*Exercise*. Before answering, work out how many lines below contain the string "laid"; the reply is that number alone.

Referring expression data
= Beginning of Section =
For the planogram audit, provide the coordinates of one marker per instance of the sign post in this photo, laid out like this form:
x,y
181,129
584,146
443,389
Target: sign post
= End of Section =
= Beginning of Section =
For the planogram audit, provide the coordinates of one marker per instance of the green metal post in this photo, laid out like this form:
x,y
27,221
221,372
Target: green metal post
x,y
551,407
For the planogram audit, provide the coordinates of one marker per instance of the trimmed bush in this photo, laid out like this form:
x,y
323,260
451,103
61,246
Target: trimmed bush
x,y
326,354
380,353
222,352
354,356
= End of Section =
*Answer to this task*. 3